> _Work to be completed_
Copy out all of the data below, putting "whole-number" wherever "integer" appears and changing nothing else.
--- BEGIN Entries ---
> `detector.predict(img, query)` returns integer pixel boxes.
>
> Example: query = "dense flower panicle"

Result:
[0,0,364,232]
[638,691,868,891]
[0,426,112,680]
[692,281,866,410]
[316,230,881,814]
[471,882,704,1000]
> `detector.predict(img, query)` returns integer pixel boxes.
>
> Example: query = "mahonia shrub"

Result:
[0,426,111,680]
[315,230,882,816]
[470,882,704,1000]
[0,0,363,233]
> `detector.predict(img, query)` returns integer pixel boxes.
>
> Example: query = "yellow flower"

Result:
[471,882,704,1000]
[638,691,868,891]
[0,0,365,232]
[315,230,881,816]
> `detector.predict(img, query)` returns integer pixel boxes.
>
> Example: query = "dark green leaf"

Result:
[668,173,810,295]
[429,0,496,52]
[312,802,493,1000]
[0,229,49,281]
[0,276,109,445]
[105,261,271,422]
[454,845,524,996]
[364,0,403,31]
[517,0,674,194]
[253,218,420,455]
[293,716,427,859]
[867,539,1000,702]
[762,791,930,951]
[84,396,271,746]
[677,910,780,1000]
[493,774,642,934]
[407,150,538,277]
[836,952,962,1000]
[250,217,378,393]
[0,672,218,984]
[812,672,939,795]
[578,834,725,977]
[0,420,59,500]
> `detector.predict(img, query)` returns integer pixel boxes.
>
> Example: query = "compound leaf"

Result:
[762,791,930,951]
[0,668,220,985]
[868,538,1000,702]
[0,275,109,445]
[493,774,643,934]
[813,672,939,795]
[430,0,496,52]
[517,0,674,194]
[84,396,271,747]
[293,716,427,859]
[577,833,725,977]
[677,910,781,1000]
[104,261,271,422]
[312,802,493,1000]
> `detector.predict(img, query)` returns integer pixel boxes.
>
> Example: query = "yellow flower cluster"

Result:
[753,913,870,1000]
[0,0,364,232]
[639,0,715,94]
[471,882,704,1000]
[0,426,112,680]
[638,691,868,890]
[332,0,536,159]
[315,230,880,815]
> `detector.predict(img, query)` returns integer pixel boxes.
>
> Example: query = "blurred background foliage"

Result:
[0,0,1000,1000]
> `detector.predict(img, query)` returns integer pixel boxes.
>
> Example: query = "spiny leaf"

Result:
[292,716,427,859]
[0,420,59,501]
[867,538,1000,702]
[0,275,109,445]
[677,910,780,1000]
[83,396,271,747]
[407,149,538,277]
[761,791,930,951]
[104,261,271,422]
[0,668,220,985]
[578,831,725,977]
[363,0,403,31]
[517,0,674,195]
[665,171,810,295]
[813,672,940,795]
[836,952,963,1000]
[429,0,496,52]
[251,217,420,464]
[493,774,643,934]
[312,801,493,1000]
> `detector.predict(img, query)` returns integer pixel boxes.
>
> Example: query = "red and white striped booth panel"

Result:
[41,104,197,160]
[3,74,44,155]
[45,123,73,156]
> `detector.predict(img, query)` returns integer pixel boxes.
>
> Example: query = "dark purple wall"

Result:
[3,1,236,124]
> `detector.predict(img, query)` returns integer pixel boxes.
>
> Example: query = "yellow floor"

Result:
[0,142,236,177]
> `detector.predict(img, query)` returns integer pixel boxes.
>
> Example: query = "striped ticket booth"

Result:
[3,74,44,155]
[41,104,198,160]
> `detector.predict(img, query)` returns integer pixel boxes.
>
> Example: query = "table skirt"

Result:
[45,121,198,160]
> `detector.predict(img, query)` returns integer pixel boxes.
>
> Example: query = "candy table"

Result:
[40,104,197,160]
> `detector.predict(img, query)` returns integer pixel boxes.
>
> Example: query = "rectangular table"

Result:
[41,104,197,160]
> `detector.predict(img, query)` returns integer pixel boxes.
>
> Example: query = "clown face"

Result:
--- END Entries ---
> _Output_
> `detector.predict(img, query)` returns whole-number pixel boxes.
>
> Example: query = "dense flower panicle"

Result:
[0,0,364,232]
[638,691,868,891]
[0,426,112,680]
[692,281,866,410]
[316,230,881,814]
[471,882,704,1000]
> `detector.predict(img, query)` returns whole-number pixel boxes.
>
> Example: query = "mahonia shrub"

Result:
[0,426,111,680]
[315,230,882,816]
[470,882,704,1000]
[0,0,363,233]
> `detector.predict(img, query)` returns whole-number pixel boxes.
>
> Example: query = "yellow flower"

Result:
[471,882,704,1000]
[638,691,868,891]
[0,0,365,232]
[315,230,881,816]
> `detector.predict(img, query)` returns whole-number pixel boxes.
>
> Example: query = "dark green leaf"

Result:
[668,173,810,295]
[429,0,496,52]
[312,802,493,1000]
[0,229,49,281]
[0,276,109,445]
[105,261,271,422]
[454,845,524,996]
[364,0,403,31]
[517,0,674,194]
[253,218,420,455]
[293,716,427,859]
[867,539,1000,702]
[762,791,930,951]
[84,396,271,746]
[677,910,780,1000]
[493,774,642,934]
[407,150,538,277]
[836,952,962,1000]
[250,217,378,393]
[0,672,218,984]
[812,672,939,795]
[578,834,725,977]
[0,420,59,500]
> `detector.predict(img, query)` returns whole-number pixel boxes.
>
> Example: query = "compound leaf"

Result:
[762,791,930,951]
[0,668,220,985]
[868,538,1000,702]
[0,275,109,445]
[493,774,643,934]
[813,672,939,795]
[430,0,496,52]
[517,0,674,194]
[84,396,271,747]
[293,716,427,859]
[577,833,725,977]
[677,910,781,1000]
[104,261,271,422]
[312,802,493,1000]
> `detector.predict(img, query)` returns whole-number pixel boxes.
>
> Example: query = "yellow flower cluster"

Result:
[753,913,870,1000]
[0,0,364,232]
[639,0,715,94]
[471,882,704,1000]
[0,426,112,680]
[638,691,868,890]
[332,0,536,159]
[315,230,880,815]
> `detector.predict(img, query)` returns whole-number pixel boxes.
>
> Example: query = "blurred background foliage"

Result:
[0,0,1000,1000]
> `detector.predict(img, query)` returns whole-number pixel boxes.
>
> Example: query = "spiny leaf"

Result:
[292,716,427,859]
[0,420,59,501]
[867,538,1000,702]
[0,275,109,445]
[677,910,780,1000]
[83,396,271,747]
[407,149,538,277]
[761,791,930,951]
[104,261,271,422]
[0,668,220,985]
[578,831,725,977]
[363,0,403,31]
[517,0,674,195]
[665,171,810,295]
[813,672,940,795]
[836,952,963,1000]
[429,0,496,52]
[251,217,420,464]
[493,774,643,934]
[312,801,493,1000]
> `detector.predict(img, query)` returns whole-number pixel boxes.
>
> Example: query = "red and white striped booth panel"

Result:
[41,104,197,160]
[3,74,44,155]
[45,123,73,156]
> `detector.predict(img, query)` returns whole-number pixel boxes.
>
> Example: query = "dark purple wall"

Result:
[3,1,236,124]
> `detector.predict(img, query)` returns whole-number pixel boxes.
>
> Example: query = "yellow floor"

Result:
[0,142,236,177]
> `detector.predict(img, query)` returns whole-number pixel boxes.
>
> Example: query = "striped ticket booth"

Result:
[3,74,44,155]
[41,104,198,160]
> `detector.predict(img, query)` returns whole-number pixel boxes.
>
> Example: query = "table skirt"

Result:
[45,121,198,160]
> `detector.predict(img, query)` returns whole-number pixel boxes.
>
> Example: query = "candy table"

Result:
[40,104,197,160]
> `detector.predict(img, query)` returns whole-number pixel boxes.
>
> Example: query = "rectangular table"

Result:
[41,104,197,160]
> `detector.predict(img, query)` returns whole-number pixel boxes.
>
> Example: query = "clown face"

Result:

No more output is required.